[Stored entries]
——————————
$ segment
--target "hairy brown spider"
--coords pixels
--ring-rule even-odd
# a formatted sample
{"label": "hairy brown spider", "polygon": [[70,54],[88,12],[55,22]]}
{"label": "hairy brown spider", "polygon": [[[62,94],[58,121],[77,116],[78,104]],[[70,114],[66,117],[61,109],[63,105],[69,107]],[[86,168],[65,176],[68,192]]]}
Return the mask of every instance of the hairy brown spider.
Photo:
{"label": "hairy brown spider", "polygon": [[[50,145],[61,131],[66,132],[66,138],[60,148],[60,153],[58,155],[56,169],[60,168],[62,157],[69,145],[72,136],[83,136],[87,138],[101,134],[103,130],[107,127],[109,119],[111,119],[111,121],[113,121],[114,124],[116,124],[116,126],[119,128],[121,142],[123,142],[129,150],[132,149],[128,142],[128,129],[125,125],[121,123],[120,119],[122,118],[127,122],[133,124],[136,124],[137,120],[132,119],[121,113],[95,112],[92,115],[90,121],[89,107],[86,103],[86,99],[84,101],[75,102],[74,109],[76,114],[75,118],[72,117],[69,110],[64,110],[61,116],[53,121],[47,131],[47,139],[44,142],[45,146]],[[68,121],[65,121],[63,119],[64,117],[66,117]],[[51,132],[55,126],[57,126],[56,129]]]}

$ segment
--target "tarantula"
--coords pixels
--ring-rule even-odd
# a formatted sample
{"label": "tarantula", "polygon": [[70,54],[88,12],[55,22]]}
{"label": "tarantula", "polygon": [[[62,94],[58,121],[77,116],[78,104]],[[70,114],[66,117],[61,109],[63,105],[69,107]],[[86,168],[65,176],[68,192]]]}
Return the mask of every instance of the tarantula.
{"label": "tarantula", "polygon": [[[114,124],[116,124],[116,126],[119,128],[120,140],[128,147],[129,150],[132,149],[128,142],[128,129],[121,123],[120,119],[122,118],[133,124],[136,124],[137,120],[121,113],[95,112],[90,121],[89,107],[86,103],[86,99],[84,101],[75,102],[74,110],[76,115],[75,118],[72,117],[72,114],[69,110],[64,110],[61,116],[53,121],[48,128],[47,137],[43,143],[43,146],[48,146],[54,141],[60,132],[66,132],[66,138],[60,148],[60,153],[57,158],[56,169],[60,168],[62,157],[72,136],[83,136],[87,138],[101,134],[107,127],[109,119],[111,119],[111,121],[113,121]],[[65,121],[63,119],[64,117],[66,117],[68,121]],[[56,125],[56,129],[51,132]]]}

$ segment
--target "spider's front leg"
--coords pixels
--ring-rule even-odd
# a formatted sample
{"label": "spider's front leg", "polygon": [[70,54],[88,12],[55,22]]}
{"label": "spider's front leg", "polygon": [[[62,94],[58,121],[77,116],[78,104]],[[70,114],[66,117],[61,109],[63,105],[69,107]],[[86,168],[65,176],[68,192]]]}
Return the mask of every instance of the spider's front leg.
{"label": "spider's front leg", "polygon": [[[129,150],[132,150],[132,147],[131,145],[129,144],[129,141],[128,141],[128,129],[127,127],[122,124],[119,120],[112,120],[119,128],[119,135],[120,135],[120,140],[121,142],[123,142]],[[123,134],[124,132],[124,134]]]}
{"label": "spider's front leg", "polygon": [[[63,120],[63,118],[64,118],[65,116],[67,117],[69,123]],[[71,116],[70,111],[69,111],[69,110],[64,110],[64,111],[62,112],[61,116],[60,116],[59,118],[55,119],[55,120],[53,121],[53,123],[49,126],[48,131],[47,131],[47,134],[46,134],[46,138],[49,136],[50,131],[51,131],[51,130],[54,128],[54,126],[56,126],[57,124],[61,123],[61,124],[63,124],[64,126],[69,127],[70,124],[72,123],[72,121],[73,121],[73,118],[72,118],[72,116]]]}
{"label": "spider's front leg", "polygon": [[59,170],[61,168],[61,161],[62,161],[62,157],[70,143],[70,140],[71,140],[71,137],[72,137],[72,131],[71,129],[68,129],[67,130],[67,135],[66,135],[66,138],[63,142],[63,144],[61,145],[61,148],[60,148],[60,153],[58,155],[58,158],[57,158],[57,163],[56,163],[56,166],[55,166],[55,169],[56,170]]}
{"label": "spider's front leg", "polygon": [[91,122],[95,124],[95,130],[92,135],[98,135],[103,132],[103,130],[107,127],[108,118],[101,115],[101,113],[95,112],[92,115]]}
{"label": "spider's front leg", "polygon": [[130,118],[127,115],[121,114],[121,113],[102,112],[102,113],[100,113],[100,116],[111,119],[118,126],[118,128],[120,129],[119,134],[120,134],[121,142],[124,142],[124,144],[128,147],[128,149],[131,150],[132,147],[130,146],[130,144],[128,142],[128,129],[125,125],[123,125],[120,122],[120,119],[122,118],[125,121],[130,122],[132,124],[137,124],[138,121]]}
——————————
Return all of the above records exactly, leaving no line out.

$ segment
--target "hairy brown spider"
--coords pixels
--ring-rule even-odd
# a formatted sample
{"label": "hairy brown spider", "polygon": [[70,54],[88,12],[55,22]]}
{"label": "hairy brown spider", "polygon": [[[62,94],[58,121],[77,116],[78,104]],[[70,114],[66,117],[61,109],[63,105],[69,107]],[[86,168],[65,176],[68,192]]]}
Return the mask of every instance of the hairy brown spider.
Photo:
{"label": "hairy brown spider", "polygon": [[[50,145],[61,131],[66,132],[66,138],[60,148],[60,153],[58,155],[56,169],[60,168],[62,157],[69,145],[72,136],[83,136],[87,138],[101,134],[103,130],[107,127],[109,119],[111,119],[111,121],[113,121],[114,124],[116,124],[116,126],[119,128],[121,142],[123,142],[129,150],[132,149],[128,142],[128,129],[125,125],[121,123],[120,119],[122,118],[127,122],[133,124],[136,124],[137,120],[132,119],[121,113],[95,112],[92,115],[90,121],[89,107],[86,103],[86,99],[84,101],[75,102],[74,109],[76,114],[75,118],[72,117],[69,110],[64,110],[61,116],[53,121],[47,131],[47,139],[44,142],[45,146]],[[68,121],[65,121],[63,119],[64,117],[66,117]],[[51,132],[55,126],[57,126],[56,129]]]}

$ segment
--target "tarantula"
--coords pixels
--ring-rule even-odd
# a formatted sample
{"label": "tarantula", "polygon": [[70,54],[88,12],[55,22]]}
{"label": "tarantula", "polygon": [[[62,94],[58,121],[77,116],[78,104]],[[70,114],[66,117],[61,109],[63,105],[69,107]],[[86,168],[65,176],[68,192]]]}
Return the mask of every instance of the tarantula.
{"label": "tarantula", "polygon": [[[114,124],[116,124],[116,126],[119,128],[120,140],[128,147],[129,150],[132,149],[128,142],[128,129],[121,123],[120,119],[122,118],[133,124],[136,124],[137,120],[121,113],[95,112],[90,121],[89,107],[86,103],[86,99],[84,101],[75,102],[74,110],[76,115],[75,118],[72,117],[72,114],[69,110],[64,110],[61,116],[53,121],[48,128],[47,137],[43,143],[43,146],[48,146],[54,141],[60,132],[66,132],[66,138],[60,148],[60,153],[57,158],[56,169],[60,168],[62,157],[72,136],[83,136],[87,138],[101,134],[107,127],[109,119],[111,119],[111,121],[113,121]],[[65,121],[63,119],[64,117],[66,117],[68,121]],[[56,125],[56,129],[51,132]]]}

$ segment
--target "spider's front leg"
--coords pixels
--ring-rule even-odd
# a formatted sample
{"label": "spider's front leg", "polygon": [[70,54],[88,12],[55,22]]}
{"label": "spider's front leg", "polygon": [[[62,94],[58,121],[77,116],[78,104]],[[70,114],[66,117],[61,109],[63,105],[69,107]],[[86,168],[65,176],[68,192]]]}
Return the mask of every instance of the spider's front leg.
{"label": "spider's front leg", "polygon": [[[129,150],[132,150],[132,147],[131,145],[129,144],[129,141],[128,141],[128,129],[127,127],[122,124],[119,120],[112,120],[119,128],[119,135],[120,135],[120,140],[121,142],[123,142]],[[123,134],[124,132],[124,134]]]}
{"label": "spider's front leg", "polygon": [[[63,120],[63,118],[64,118],[65,116],[67,117],[69,123]],[[71,116],[70,111],[69,111],[69,110],[64,110],[64,111],[62,112],[61,116],[60,116],[59,118],[55,119],[55,120],[53,121],[53,123],[49,126],[48,131],[47,131],[47,134],[46,134],[46,138],[49,136],[50,131],[51,131],[51,130],[54,128],[54,126],[56,126],[57,124],[61,123],[61,124],[63,124],[64,126],[69,127],[70,124],[72,123],[72,121],[73,121],[73,118],[72,118],[72,116]]]}
{"label": "spider's front leg", "polygon": [[59,170],[61,168],[61,161],[62,161],[62,157],[70,143],[70,140],[71,140],[71,137],[72,137],[72,131],[71,129],[68,129],[67,130],[67,135],[66,135],[66,138],[63,142],[63,144],[61,145],[61,148],[60,148],[60,153],[58,155],[58,158],[57,158],[57,163],[56,163],[56,166],[55,166],[55,169],[56,170]]}
{"label": "spider's front leg", "polygon": [[91,122],[95,124],[95,130],[92,135],[98,135],[103,132],[103,130],[107,127],[108,118],[101,115],[101,113],[95,112],[92,115]]}
{"label": "spider's front leg", "polygon": [[130,118],[127,115],[121,114],[121,113],[102,112],[102,113],[100,113],[100,116],[111,119],[118,126],[118,128],[120,129],[119,134],[120,134],[121,142],[124,142],[124,144],[128,147],[128,149],[131,150],[132,147],[130,146],[130,144],[128,142],[128,129],[125,125],[123,125],[120,122],[120,119],[122,118],[125,121],[130,122],[132,124],[137,124],[138,121]]}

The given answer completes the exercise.